(Image-grounded pointing data)

..........

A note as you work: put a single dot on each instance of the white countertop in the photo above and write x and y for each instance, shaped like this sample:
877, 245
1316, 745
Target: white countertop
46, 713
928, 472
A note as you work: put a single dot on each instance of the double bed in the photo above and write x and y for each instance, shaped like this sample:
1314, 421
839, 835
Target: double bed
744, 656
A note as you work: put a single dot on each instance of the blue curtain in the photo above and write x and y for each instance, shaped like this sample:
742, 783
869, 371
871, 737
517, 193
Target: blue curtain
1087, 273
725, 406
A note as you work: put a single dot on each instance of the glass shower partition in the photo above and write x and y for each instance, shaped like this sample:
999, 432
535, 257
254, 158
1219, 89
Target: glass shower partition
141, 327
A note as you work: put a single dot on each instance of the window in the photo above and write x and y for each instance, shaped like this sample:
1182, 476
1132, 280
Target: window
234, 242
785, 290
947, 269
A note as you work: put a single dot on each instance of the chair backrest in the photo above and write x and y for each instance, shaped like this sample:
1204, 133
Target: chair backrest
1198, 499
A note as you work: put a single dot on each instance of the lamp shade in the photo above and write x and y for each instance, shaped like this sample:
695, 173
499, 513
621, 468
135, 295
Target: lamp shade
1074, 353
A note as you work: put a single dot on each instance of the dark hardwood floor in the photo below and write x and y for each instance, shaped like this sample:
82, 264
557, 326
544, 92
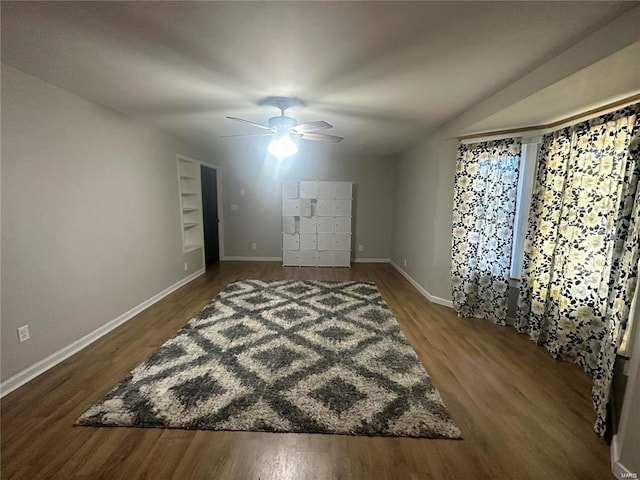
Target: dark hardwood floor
523, 415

..........

- **PROBLEM REQUIREMENTS**: Across the data, find each line that has "shaped" in it and copy that line.

- **REPLY**:
A note as you work: put a single dot on each instance of the white countertop in the photo above and write x and y for each instance, shaped like this sample:
A note as you work: put a single dot on each instance of the double bed in the photo above and write x and y for each instance, shaped like this sample:
A note as you work: put a single dot on each instance of the blue curtain in the photo above and write x and y for each instance, shaped like this sample:
A note as you work: put a single dot on each instance of the glass shower partition in the photo above and write x and y for each instance, shaped like this sample:
A note as you work: put a single dot on each instance of the window in the photo above and write x and y for each instance, shaped like this sample:
A note as you work: put a single dot on each instance of the chair backrest in the photo above and write x and y for each instance, shaped like this sample:
A note as you work: put a single dot on each instance of the lamp shade in the photo above and write x and y for each instance, shaped like this sample:
A note as you work: put a single dot on each instance of the dark hardwood floor in the photo below and write x and y for each instance, shaped like this sample:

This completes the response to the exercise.